=== Do this ===
Please render all the items below as a two-column CSV headed item_text and item_answer, one row per item, with each item's text and its answer in their own quoted field and any line breaks changed to spaces. Leave the pictures out.

=== Stored rows ===

>>>>

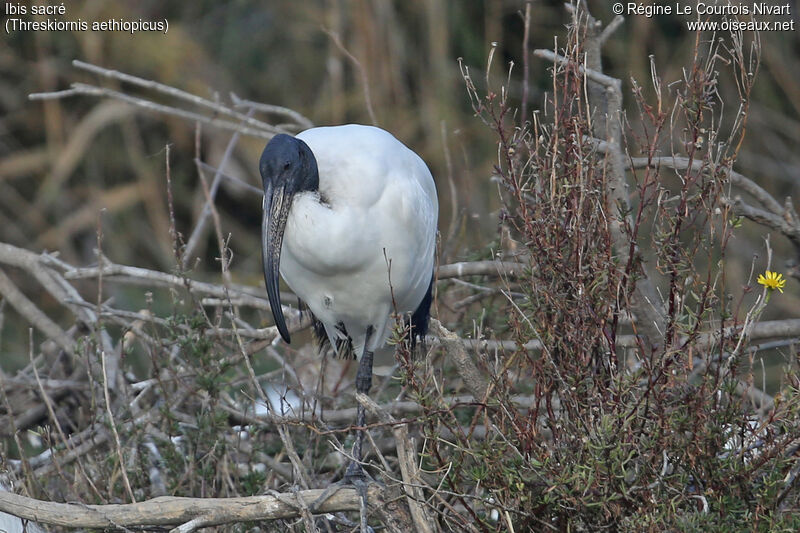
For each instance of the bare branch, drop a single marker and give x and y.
(173, 511)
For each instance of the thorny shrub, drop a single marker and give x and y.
(591, 433)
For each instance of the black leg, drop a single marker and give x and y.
(355, 475)
(363, 385)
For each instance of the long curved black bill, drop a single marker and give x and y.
(276, 210)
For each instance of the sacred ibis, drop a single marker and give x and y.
(349, 221)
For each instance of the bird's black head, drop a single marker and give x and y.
(288, 162)
(287, 167)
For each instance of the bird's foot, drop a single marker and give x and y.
(354, 477)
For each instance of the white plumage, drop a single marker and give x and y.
(349, 220)
(376, 195)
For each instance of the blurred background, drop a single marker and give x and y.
(64, 163)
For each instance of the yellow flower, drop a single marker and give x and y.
(772, 281)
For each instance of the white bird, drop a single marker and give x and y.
(350, 216)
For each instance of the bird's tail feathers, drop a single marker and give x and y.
(339, 340)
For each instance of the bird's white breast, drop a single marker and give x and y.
(376, 223)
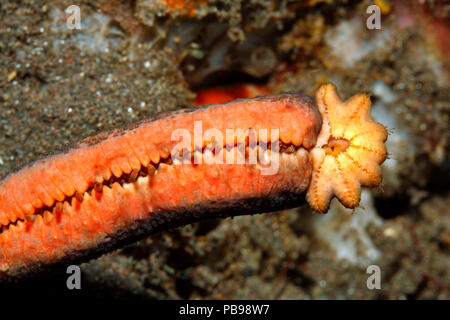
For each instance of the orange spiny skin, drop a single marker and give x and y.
(85, 224)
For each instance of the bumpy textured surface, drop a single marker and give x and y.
(349, 150)
(97, 194)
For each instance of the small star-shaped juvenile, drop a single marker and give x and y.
(349, 150)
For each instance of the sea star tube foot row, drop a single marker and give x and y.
(117, 187)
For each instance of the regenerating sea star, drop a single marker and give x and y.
(348, 152)
(117, 187)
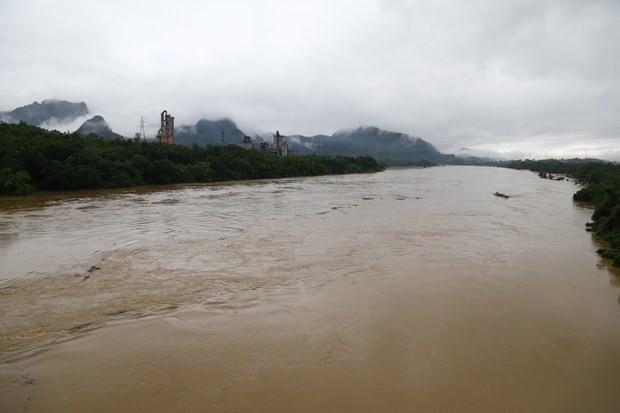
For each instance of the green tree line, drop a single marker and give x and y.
(601, 186)
(33, 159)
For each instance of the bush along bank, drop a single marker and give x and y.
(33, 159)
(601, 187)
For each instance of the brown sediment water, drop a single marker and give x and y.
(408, 290)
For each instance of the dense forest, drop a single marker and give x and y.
(601, 187)
(33, 159)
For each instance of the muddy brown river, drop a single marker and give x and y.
(410, 290)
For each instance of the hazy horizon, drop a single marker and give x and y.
(514, 79)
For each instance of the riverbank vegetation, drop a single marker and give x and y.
(33, 159)
(601, 182)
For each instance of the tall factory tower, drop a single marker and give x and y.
(166, 132)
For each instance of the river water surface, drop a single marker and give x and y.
(406, 290)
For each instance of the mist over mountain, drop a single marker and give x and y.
(97, 125)
(372, 141)
(208, 132)
(49, 110)
(363, 141)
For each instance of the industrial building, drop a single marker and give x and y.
(166, 131)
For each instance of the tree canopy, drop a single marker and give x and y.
(601, 187)
(32, 159)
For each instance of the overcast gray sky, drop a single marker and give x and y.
(517, 77)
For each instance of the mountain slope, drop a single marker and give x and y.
(209, 132)
(98, 126)
(48, 110)
(369, 141)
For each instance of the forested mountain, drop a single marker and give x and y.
(97, 125)
(209, 132)
(32, 159)
(390, 147)
(371, 141)
(49, 110)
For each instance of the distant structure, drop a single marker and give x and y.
(279, 147)
(246, 143)
(166, 131)
(279, 144)
(141, 135)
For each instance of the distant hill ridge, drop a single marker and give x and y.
(362, 141)
(97, 125)
(50, 109)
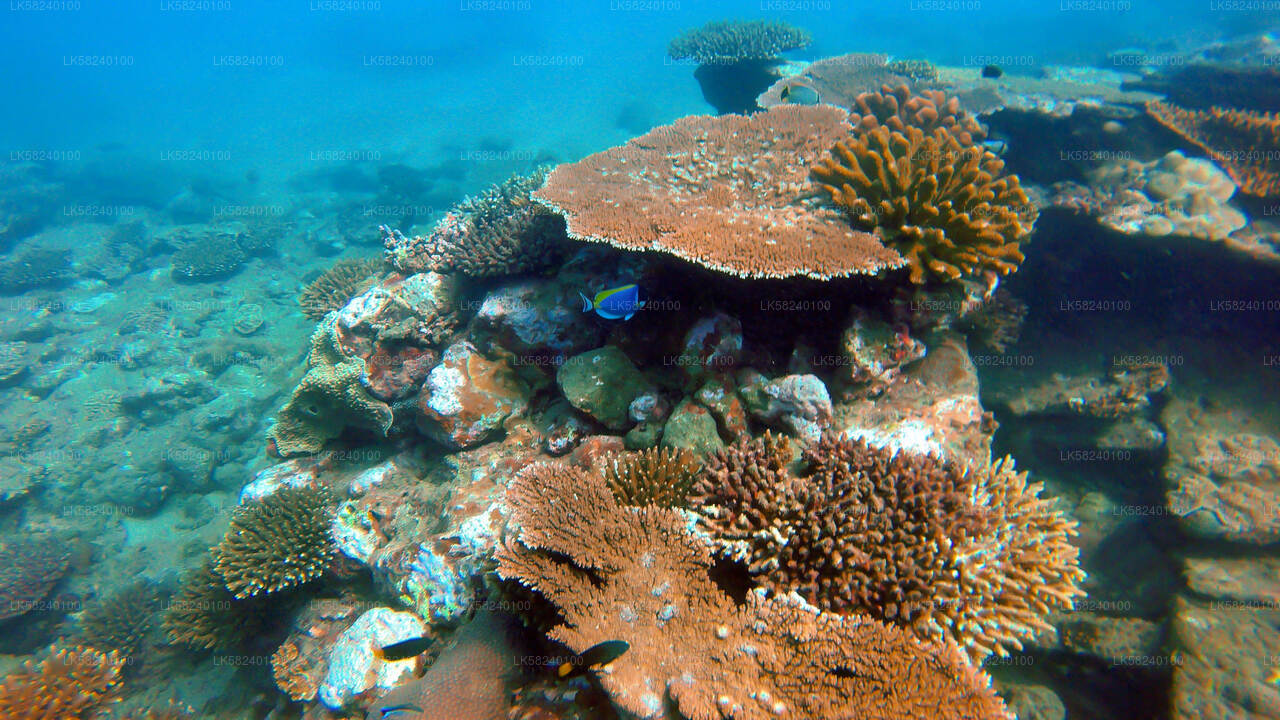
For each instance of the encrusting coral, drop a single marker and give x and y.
(1246, 142)
(498, 232)
(661, 477)
(941, 203)
(969, 555)
(728, 194)
(69, 684)
(734, 41)
(638, 574)
(336, 286)
(279, 542)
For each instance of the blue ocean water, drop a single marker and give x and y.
(192, 258)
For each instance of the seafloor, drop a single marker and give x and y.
(246, 445)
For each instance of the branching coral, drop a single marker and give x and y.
(498, 232)
(932, 197)
(277, 543)
(336, 286)
(1246, 142)
(728, 194)
(640, 575)
(72, 683)
(970, 555)
(658, 477)
(735, 41)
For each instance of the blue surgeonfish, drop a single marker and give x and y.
(613, 304)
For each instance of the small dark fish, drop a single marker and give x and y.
(403, 650)
(800, 95)
(592, 659)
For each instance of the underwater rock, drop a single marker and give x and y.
(352, 668)
(691, 427)
(467, 396)
(798, 402)
(602, 383)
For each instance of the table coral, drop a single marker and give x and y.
(640, 575)
(728, 194)
(940, 203)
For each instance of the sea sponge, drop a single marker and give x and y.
(338, 285)
(277, 543)
(498, 232)
(941, 204)
(734, 41)
(69, 684)
(661, 477)
(328, 400)
(972, 555)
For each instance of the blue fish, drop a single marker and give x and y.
(618, 302)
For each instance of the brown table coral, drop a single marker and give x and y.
(640, 575)
(728, 194)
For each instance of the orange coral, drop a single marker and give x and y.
(640, 575)
(727, 192)
(1246, 142)
(68, 684)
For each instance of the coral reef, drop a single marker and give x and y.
(278, 542)
(68, 684)
(940, 203)
(498, 232)
(1247, 144)
(638, 574)
(728, 194)
(337, 286)
(28, 569)
(661, 477)
(734, 41)
(972, 555)
(122, 620)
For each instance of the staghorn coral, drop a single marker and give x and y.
(278, 542)
(640, 575)
(968, 555)
(897, 108)
(498, 232)
(726, 192)
(205, 615)
(28, 569)
(658, 477)
(71, 683)
(735, 41)
(338, 285)
(1246, 142)
(120, 621)
(932, 197)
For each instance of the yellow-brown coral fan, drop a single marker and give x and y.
(638, 574)
(969, 555)
(277, 543)
(656, 475)
(1246, 142)
(336, 286)
(940, 203)
(728, 194)
(69, 684)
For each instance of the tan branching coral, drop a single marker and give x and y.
(280, 542)
(734, 41)
(940, 203)
(69, 684)
(638, 574)
(969, 555)
(338, 285)
(656, 475)
(728, 194)
(1244, 142)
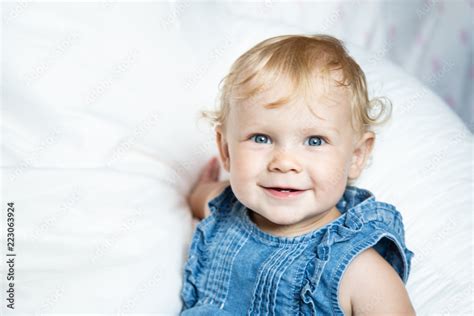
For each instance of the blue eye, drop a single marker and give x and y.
(259, 138)
(316, 141)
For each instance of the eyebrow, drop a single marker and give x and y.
(303, 129)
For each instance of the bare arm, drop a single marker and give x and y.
(205, 189)
(374, 287)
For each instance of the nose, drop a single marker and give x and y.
(284, 162)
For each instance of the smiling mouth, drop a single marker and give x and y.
(282, 192)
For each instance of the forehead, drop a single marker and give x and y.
(322, 104)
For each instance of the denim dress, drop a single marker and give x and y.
(235, 268)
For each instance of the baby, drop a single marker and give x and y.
(289, 234)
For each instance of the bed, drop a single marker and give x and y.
(101, 142)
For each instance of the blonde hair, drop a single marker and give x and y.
(299, 58)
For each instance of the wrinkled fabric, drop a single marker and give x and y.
(234, 268)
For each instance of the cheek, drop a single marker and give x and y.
(330, 172)
(245, 163)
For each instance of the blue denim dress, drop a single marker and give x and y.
(234, 268)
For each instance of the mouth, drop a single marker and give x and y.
(282, 192)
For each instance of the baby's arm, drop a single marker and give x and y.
(205, 189)
(373, 287)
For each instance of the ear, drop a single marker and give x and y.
(361, 154)
(223, 147)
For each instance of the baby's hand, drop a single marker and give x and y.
(206, 188)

<<<<

=== Answer for this exercise ===
item_text,item_answer
"For each instance of the bare branch, drop a single marker and give x and y.","(173, 511)"
"For each instance of the thorny shrub, drop a single marker and give x and y.","(591, 433)"
"For each instance of the black leg, drop a single marker and give x and y.","(355, 475) (363, 385)"
"For each instance of the long curved black bill, drop a single marker and give x and y.","(276, 210)"
"For each instance of the sacred ibis, drop a single marker and give x and y.","(349, 221)"
"For each instance of the bird's black head, drop a single marker and give x and y.","(288, 162) (287, 167)"
"For each instance of the bird's foot, drop a single marker and give x and y.","(354, 477)"
"For each instance of the white plumage, drop a single marker and give x and y.","(349, 220) (376, 195)"
"For each instance of the blurred background, drop a single marker and give x and y.","(64, 163)"
"For each instance of the yellow flower, drop a single marker and give x and y.","(772, 281)"
"For each instance of the white bird, drop a single marker and give x and y.","(350, 216)"
"For each instance of the bird's tail feathers, drop a single marker and give x and y.","(339, 340)"
"For each instance of the bird's white breast, drop a single marker and give x and y.","(376, 223)"
"For each instance of the orange spiny skin, drop a single marker and give x and y.","(85, 224)"
"For each instance of the bumpy textured surface, drop a single marker and give x and y.","(349, 150) (97, 194)"
"For each instance of the small star-shaped juvenile, drop a single marker and give x and y.","(349, 150)"
"For each instance of the sea star tube foot row, drop a single marker and give x and y.","(117, 187)"
"For each instance of the regenerating sea star, drop a single marker and give x and y.","(348, 152) (117, 187)"
"For each instance of the green tree line, drop a single marker and give x and y.","(601, 186) (33, 159)"
"For each instance of the bush along bank, drop a single marker and give x and y.","(33, 159) (601, 187)"
"For each instance of the brown sediment water, drop a single marker and give x and y.","(408, 290)"
"For each instance of the dense forest, drop a single marker and give x and y.","(601, 187) (33, 159)"
"For each instance of the muddy brown river, drop a single marker and give x and y.","(410, 290)"
"For each instance of the hazy horizon, drop a single marker and give x and y.","(514, 79)"
"For each instance of the riverbank vegetation, drop a single marker and give x and y.","(33, 159) (601, 182)"
"For each instance of the tall factory tower, drop a single marker and give x and y.","(166, 132)"
"For each instance of the river water surface, drop a single marker and give x and y.","(406, 290)"
"For each instance of the mist over mountain, drop a single marker and give x and y.","(97, 125) (372, 141) (208, 132) (49, 110) (363, 141)"
"For each instance of the industrial building, drop a single marker and give x and y.","(166, 131)"
"For each instance of the tree canopy, drop a single marker and give x and y.","(601, 187) (32, 159)"
"For each instance of the overcast gray sky, drop a single marker and give x and y.","(517, 77)"
"For each instance of the mountain slope, drop a single marker and give x and y.","(209, 132) (98, 126) (48, 110) (369, 141)"
"For each instance of the forested mountain, drop a single marker and give x and y.","(97, 125) (209, 132) (32, 159) (390, 147) (371, 141) (49, 110)"
"For each instance of the distant structure, drop a single marker and give x and y.","(279, 147) (246, 143) (166, 131) (279, 144) (141, 135)"
"For each instance of the distant hill ridge, drop a single marker and give x and y.","(362, 141) (97, 125) (50, 109)"
"For each instance of the encrusting coral, drop a single marker and give x and y.","(1246, 142) (498, 232) (661, 477) (941, 203) (969, 555) (728, 194) (69, 684) (734, 41) (638, 574) (336, 286) (279, 542)"
"For each instance of the blue ocean water, drop a single marker and give x and y.","(192, 258)"
"For each instance of the seafloor, drop a single marker and give x and y.","(246, 445)"
"For each instance of the branching coral, drop a single marker and give x and y.","(498, 232) (932, 197) (277, 543) (336, 286) (1246, 142) (728, 194) (640, 575) (72, 683) (970, 555) (658, 477) (735, 41)"
"For each instance of the blue surgeonfish, drop a single marker and give x and y.","(613, 304)"
"For each instance of the small dark fish, drop a single marker and give x and y.","(403, 650) (800, 95) (592, 659)"
"For each instance of the underwater rock, drop a single marker and give x and y.","(352, 668) (691, 427) (467, 396) (798, 402) (602, 383)"
"For each instance of the table coral, drop a single marker and give x and y.","(640, 575) (728, 194) (940, 203)"
"For each instance of the sea sponge, drop a single marker and give x and y.","(338, 285) (277, 543) (498, 232) (941, 204) (734, 41) (69, 684) (661, 477) (328, 400) (972, 555)"
"For each instance of the blue fish, drop a single marker and give x and y.","(618, 302)"
"For each instance of the brown table coral, drop a single marker and give x and y.","(640, 575) (728, 194)"
"For each instance of the orange coral, drop a single marker and give x and y.","(640, 575) (727, 192) (1246, 142) (68, 684)"
"For each instance of the coral reef, drop a single marker and give x and y.","(278, 542) (68, 684) (940, 203) (498, 232) (1247, 144) (638, 574) (728, 194) (337, 286) (28, 569) (661, 477) (734, 41) (972, 555) (122, 620)"
"For each instance of the staghorn coral, drop a single marker and give x and y.","(278, 542) (640, 575) (968, 555) (897, 108) (498, 232) (726, 192) (205, 615) (28, 569) (658, 477) (71, 683) (735, 41) (338, 285) (1246, 142) (120, 621) (932, 197)"
"For each instance of the yellow-brown coral fan, drop a single marker and give x and y.","(638, 574) (969, 555) (277, 543) (656, 475) (1246, 142) (336, 286) (940, 203) (728, 194) (69, 684)"
"For each instance of the tan branching coral, drop a single marker and give x and y.","(280, 542) (734, 41) (940, 203) (69, 684) (638, 574) (969, 555) (338, 285) (656, 475) (728, 194) (1244, 142)"
"For each instance of the blue eye, drop a single marker and give x and y.","(259, 138) (316, 141)"
"For each instance of the eyebrow, drop a single marker and give x and y.","(303, 129)"
"For each instance of the bare arm, drop a single marker and give x and y.","(205, 189) (374, 287)"
"For each instance of the nose, drop a single marker and give x and y.","(284, 162)"
"For each instance of the smiling mouth, drop a single marker and give x and y.","(282, 192)"
"For each instance of the forehead, drop a single marker and give x and y.","(322, 104)"
"For each instance of the denim dress, drop a single marker and give x and y.","(235, 268)"
"For each instance of the baby, drop a single marker and give x and y.","(289, 234)"
"For each instance of the bed, drop a single marker and give x and y.","(101, 142)"
"For each instance of the blonde hair, drop a single marker and give x and y.","(299, 58)"
"For each instance of the wrinkled fabric, drop a single marker and give x and y.","(234, 268)"
"For each instance of the cheek, drop a single marker and give x and y.","(330, 172) (245, 163)"
"For each instance of the blue denim dress, drop a single marker and give x and y.","(234, 268)"
"For each instance of the mouth, drop a single marker and give x and y.","(282, 192)"
"For each instance of the baby's arm, drop a single marker and give x and y.","(205, 189) (373, 287)"
"For each instance of the ear, drop a single marker and give x and y.","(361, 154) (223, 147)"
"For each instance of the baby's hand, drop a single marker and give x and y.","(206, 188)"